### [Task to carry out]
Write out all the data below again, switching every "rough mask" to "coarse mask" and keeping everything else the same. Leave the pictures out of your answer.

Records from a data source
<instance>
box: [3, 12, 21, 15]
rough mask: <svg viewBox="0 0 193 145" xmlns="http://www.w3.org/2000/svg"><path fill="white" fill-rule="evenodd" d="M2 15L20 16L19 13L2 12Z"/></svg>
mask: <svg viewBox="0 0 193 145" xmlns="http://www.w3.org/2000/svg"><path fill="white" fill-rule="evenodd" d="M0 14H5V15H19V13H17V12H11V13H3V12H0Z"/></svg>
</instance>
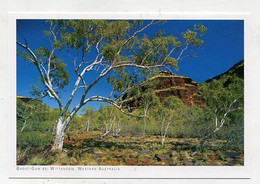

### [Expected answer]
<instance>
box: [3, 12, 21, 15]
coarse mask: <svg viewBox="0 0 193 145" xmlns="http://www.w3.org/2000/svg"><path fill="white" fill-rule="evenodd" d="M2 15L20 16L19 13L2 12Z"/></svg>
mask: <svg viewBox="0 0 193 145" xmlns="http://www.w3.org/2000/svg"><path fill="white" fill-rule="evenodd" d="M0 14H5V15H19V13H17V12H11V13H3V12H0Z"/></svg>
</instance>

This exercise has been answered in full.